Annotated photo localization data
+ + + +

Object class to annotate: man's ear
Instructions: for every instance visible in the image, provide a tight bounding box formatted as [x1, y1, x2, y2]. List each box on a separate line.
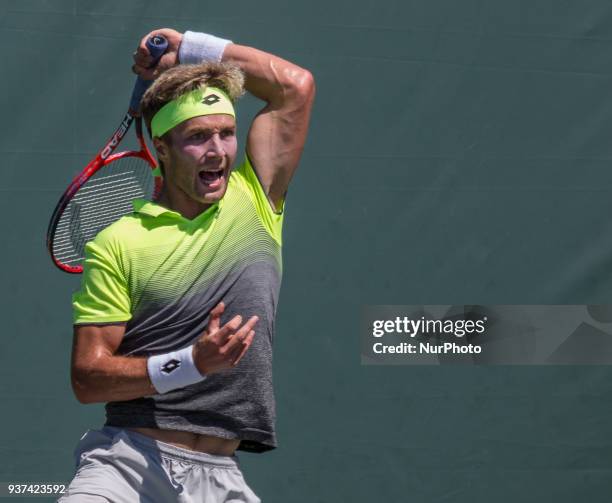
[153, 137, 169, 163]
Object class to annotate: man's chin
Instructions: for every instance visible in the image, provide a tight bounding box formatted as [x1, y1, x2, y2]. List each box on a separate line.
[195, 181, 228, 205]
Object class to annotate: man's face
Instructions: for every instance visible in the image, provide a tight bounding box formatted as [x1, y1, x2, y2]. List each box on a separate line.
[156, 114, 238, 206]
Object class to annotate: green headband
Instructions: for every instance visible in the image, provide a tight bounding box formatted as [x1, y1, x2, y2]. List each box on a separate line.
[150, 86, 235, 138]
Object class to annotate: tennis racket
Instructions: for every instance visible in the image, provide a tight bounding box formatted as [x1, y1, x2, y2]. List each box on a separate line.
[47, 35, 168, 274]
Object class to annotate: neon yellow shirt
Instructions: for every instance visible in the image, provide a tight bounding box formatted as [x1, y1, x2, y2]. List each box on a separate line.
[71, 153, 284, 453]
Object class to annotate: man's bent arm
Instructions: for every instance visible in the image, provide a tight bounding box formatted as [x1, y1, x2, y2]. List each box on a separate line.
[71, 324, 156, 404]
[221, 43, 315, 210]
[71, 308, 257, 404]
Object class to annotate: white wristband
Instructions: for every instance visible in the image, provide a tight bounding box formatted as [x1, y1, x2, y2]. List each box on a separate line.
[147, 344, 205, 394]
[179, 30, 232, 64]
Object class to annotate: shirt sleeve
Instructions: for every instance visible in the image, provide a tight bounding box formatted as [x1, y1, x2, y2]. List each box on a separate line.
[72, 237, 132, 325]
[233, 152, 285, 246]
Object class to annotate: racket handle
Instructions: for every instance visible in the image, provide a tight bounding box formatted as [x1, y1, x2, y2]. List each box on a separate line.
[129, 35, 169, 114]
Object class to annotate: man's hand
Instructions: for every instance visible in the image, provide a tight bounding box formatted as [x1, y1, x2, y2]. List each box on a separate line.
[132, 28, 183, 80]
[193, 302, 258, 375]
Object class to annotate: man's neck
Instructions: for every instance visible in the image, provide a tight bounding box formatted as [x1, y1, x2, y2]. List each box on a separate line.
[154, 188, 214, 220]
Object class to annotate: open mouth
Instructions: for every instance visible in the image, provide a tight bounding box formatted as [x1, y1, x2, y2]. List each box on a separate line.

+ + + +

Work required:
Exclude the pictures and give back the rest of the data above exactly as written.

Written solution:
Object class to annotate: man's ear
Instructions: for every instance visible in the image, provide a tight bounding box formatted as [x1, y1, x2, y2]. List each box on a separate line.
[153, 137, 169, 163]
Object class to annotate: man's chin
Instructions: for every instance visible in the image, provide a tight bounding box formatted as [x1, y1, x2, y2]. List each box on a separate line.
[195, 181, 228, 205]
Object class to annotate: man's face
Instructions: for every instance visible in the image, provide a tight bounding box formatted as [x1, y1, x2, y2]. List each box on a separate line.
[156, 114, 238, 206]
Object class to annotate: green headband
Instructions: for every instance visible in the image, provide a tight bounding box formatted as [x1, y1, x2, y2]. List each box on a separate line.
[150, 86, 235, 138]
Object class to annotate: tennis racket
Instructions: for every instance visible in the image, provide a tight bounding box formatted as [x1, y1, x2, y2]. List each box on a separate line.
[47, 35, 168, 274]
Object class to annotate: neon yellow shirt
Instructions: for every instance visible in the image, provide a tight bounding box formatted as [x1, y1, x2, y2]. List each box on a separate line.
[71, 153, 284, 453]
Object class to annotate: man's bent arm
Instructions: for every instance visible in the image, provide a tight bounding box formatted as [x1, y1, x2, y2]. List each box on a separate line.
[71, 324, 156, 404]
[221, 43, 315, 210]
[71, 308, 257, 404]
Object class to annotate: white wristband
Instructions: for every instance visible in the image, provide a tight bounding box formatted as [x1, y1, x2, y2]. List each box on a separate line.
[147, 344, 205, 394]
[179, 30, 232, 64]
Object class to annotate: shirt sleeve
Instructions: for every instance visible in the image, provide a tight bounding box formatted as [x1, y1, x2, y2]. List each box on a separate line.
[72, 237, 132, 325]
[233, 152, 285, 246]
Object class to annotate: racket handle
Instructions: for every instance visible in the image, provide a tight bounding box formatted as [x1, y1, x2, y2]. List each box on a separate line.
[129, 35, 169, 114]
Object class to annotate: man's hand
Instructions: for every instance visible in the image, provide a tight bounding box formatted as [x1, y1, x2, y2]. List each box on a separate line.
[132, 28, 183, 80]
[193, 302, 258, 375]
Object class to annotate: man's neck
Instructions: for every instance visible in the image, provide a tight bounding box formatted as [x1, y1, x2, y2]. List each box on a separate line.
[154, 188, 214, 220]
Object class to annotate: open mouth
Instructions: for every instance visible in the image, provide a tight bounding box formatted as [x1, y1, x2, y2]. List each box on a separate line.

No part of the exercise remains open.